### ROWS
[BEGIN]

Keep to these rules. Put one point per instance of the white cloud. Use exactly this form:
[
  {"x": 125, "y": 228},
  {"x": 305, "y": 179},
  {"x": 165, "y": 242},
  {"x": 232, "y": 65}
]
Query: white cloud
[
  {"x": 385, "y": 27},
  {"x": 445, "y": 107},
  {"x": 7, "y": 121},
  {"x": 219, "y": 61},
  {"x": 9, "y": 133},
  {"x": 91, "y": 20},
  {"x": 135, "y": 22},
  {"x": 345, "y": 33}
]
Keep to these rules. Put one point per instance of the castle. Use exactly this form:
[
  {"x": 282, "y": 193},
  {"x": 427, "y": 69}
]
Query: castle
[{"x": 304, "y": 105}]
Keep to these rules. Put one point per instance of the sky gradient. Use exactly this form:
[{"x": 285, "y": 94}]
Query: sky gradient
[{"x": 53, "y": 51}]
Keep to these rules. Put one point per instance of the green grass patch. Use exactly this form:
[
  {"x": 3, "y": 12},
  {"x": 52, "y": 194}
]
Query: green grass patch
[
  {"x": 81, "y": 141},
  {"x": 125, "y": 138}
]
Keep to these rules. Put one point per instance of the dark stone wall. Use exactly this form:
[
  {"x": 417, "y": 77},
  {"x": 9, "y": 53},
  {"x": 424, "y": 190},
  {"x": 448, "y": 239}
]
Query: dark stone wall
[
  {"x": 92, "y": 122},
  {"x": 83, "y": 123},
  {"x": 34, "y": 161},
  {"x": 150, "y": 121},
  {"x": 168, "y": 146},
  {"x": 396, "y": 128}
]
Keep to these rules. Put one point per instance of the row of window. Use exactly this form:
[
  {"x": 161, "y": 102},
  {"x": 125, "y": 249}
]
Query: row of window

[END]

### TASK DETAILS
Write out all the rows above again, swapping every "Use exactly this form" for "Follow this format precisely" and keeping everything else the same.

### RESULT BELOW
Keep to these rules. Put one point per instance of the white cloud. Follow this format precisely:
[
  {"x": 125, "y": 228},
  {"x": 305, "y": 179},
  {"x": 165, "y": 242},
  {"x": 232, "y": 65}
]
Query: white cloud
[
  {"x": 385, "y": 27},
  {"x": 445, "y": 107},
  {"x": 7, "y": 121},
  {"x": 219, "y": 61},
  {"x": 9, "y": 133},
  {"x": 91, "y": 20},
  {"x": 135, "y": 22},
  {"x": 345, "y": 33}
]
Keep to these rules. Put one point per instance of the castle. Follow this format precisely:
[
  {"x": 282, "y": 193},
  {"x": 427, "y": 69}
]
Query: castle
[{"x": 304, "y": 105}]
Keep to these rules. Put one point per instance of the sky gradient. Follow this format precisely:
[{"x": 285, "y": 94}]
Query: sky gradient
[{"x": 53, "y": 51}]
Keep to these rules. Put one point per instance of the green grass patch. Follow this format precisely:
[
  {"x": 3, "y": 12},
  {"x": 52, "y": 194}
]
Query: green grass patch
[
  {"x": 81, "y": 141},
  {"x": 125, "y": 138}
]
Keep to these rules. Put one point per instance of the dark stone wall. Follow this format precisely:
[
  {"x": 417, "y": 77},
  {"x": 9, "y": 53},
  {"x": 424, "y": 190},
  {"x": 448, "y": 239}
]
Query: dark stone wall
[
  {"x": 92, "y": 122},
  {"x": 83, "y": 123},
  {"x": 34, "y": 161},
  {"x": 150, "y": 121},
  {"x": 168, "y": 146},
  {"x": 396, "y": 128}
]
Keep to these rules. Put one point per instance of the row of window. Follow this format precisely:
[
  {"x": 161, "y": 102},
  {"x": 125, "y": 249}
]
Query: row of window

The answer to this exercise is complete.